**WRITTEN PROBLEM A:** In the forum thread about The Witcher failing to start, which graphics card does Strychnine list?
**WRITTEN PROBLEM B:** Pick up the forum thread about The Witcher failing to start right after its last post and carry it on.

**EXTRACT:**
+ + + +

# The Witcher will not Start, Run, Open



## k_skrilla (Jan 19, 2008)

Vista 32
Intel Core Duo 2.0ghz
Nvidia Geforce 8400m GT
2.0gb DDR 

My Witcher game won't Run, Start, or Open. The only thing that will open
is the register, or the launcher program. When i click on launch game or try to start it from the Excutable its self it doesn't do anything. It acts like its about to load by showing the thinking mouse icon. then after 5 secs nothing. Do you have any idea why this could be, im stumped. i have tried everything i can. if you have any ideas or simular problems it would be nice to get anyones Thoughts, Comments, or Suggestions on this. Thank you all

:sigh:


----------



## Strychnine (Jan 30, 2008)

I, too, have had this exact same problem and am unable to find any advice anywhere else on the net.

My specs:
Vista 32 bit (first sign of failure, I know)
Intel Core 2 Quad, 2.4ghz
3326mb RAM
DX10
GeForce 8800 GTS

I meet, and exceed, the recommended specs... I have a feeling it has something to do with the 32 bit vista, but at this point, I'm open to any suggestion.


----------



## nicoleannec (Mar 19, 2008)

I have the exact same problem
Vista 32
AMD x2
Nvidia 512mbddr2 8200GT
2GB DDR2 Ram

Please help! Anyone find a solution? Uninstalling and reinstalling doesn't help...

+ + + +

**PROVIDED DATA:**
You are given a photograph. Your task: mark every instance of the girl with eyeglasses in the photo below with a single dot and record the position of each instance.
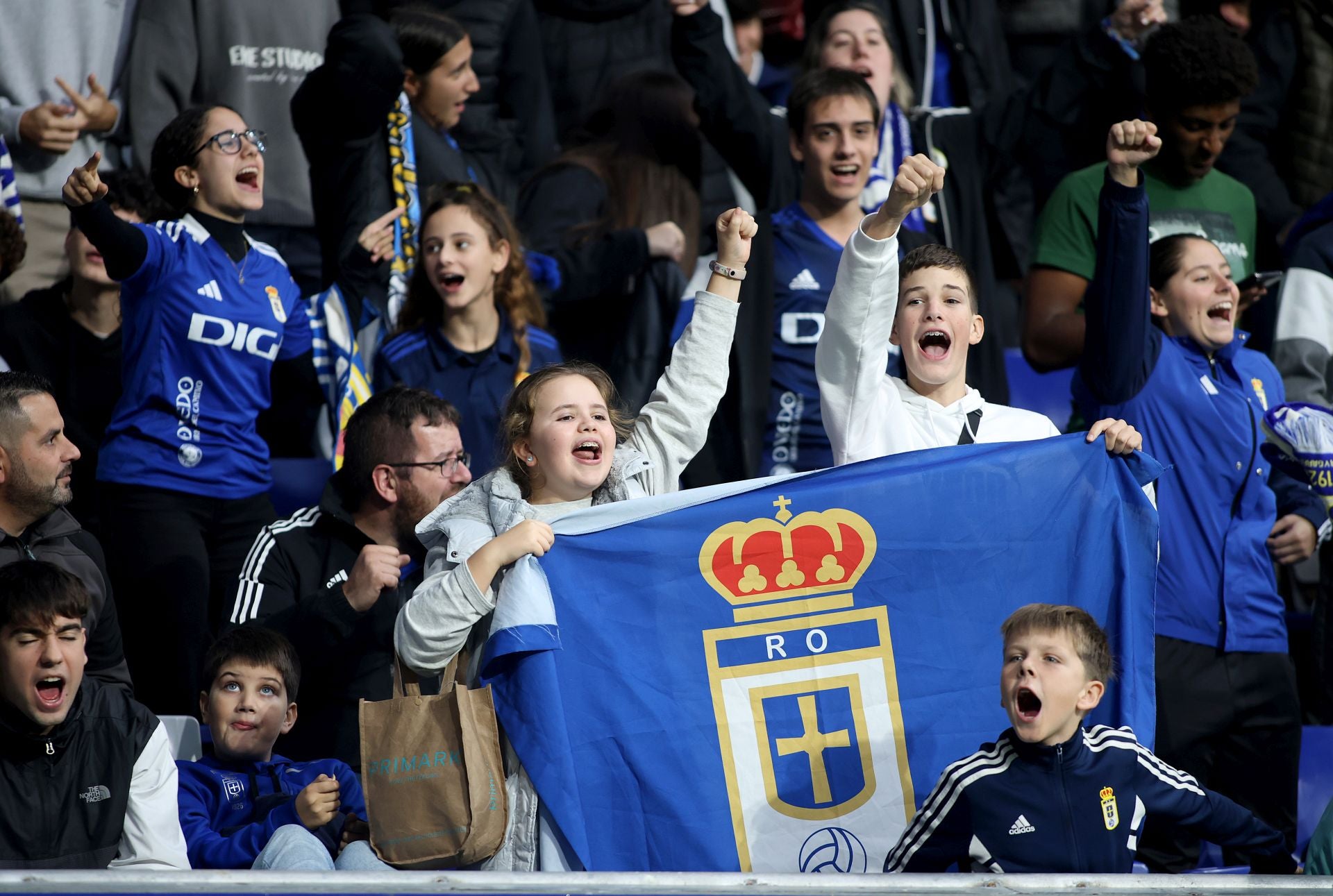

+ + + +

**EXERCISE OUTPUT A:** GeForce 8800 GTS

**EXERCISE OUTPUT B:**
----------



## FreoHeaveho (Aug 22, 2006)

Hi everyone, welcome to TSF. With the game installed, try this:


Update directx here: http://www.microsoft.com/downloads/...38-db71-4c1b-bc6a-9b6652cd92a3&displaylang=en

Donwload and install this hotpatch: http://www.microsoft.com/downloads/...65-40FF-468E-BBA2-3D1E1929C416&displaylang=en

Update patches for the game here: ftp://ftp.download-center.com/international/TheWitcher/TheWitcherPatch_1.2a.exe

Restart.

Right click on game icon, go to properties, compatiability and run as administrator.

try the game again. If it still doesnt work download PC Wizard from my sig and install it. Open it and go to FILE, SAVE AS and click ok. Then save the text file and copy that text into this thread.

Strychnine and nicoleannec please start your own threads. good luck. :wave:


----------



## kardas (Jul 24, 2008)

Thx a lot Bigfella it worked for me, finally i can play this game!!! ray:

My spec:
Dell inspiron 1525
nVidia Gforce 8600Gt
2.0GHz
2Gb Ram :embarased


----------



## chaosknightEX (Aug 10, 2008)

Hey =\ i tried downloading the hotfix but it says " the update does not apply to your computer" 
And i have the Same problem.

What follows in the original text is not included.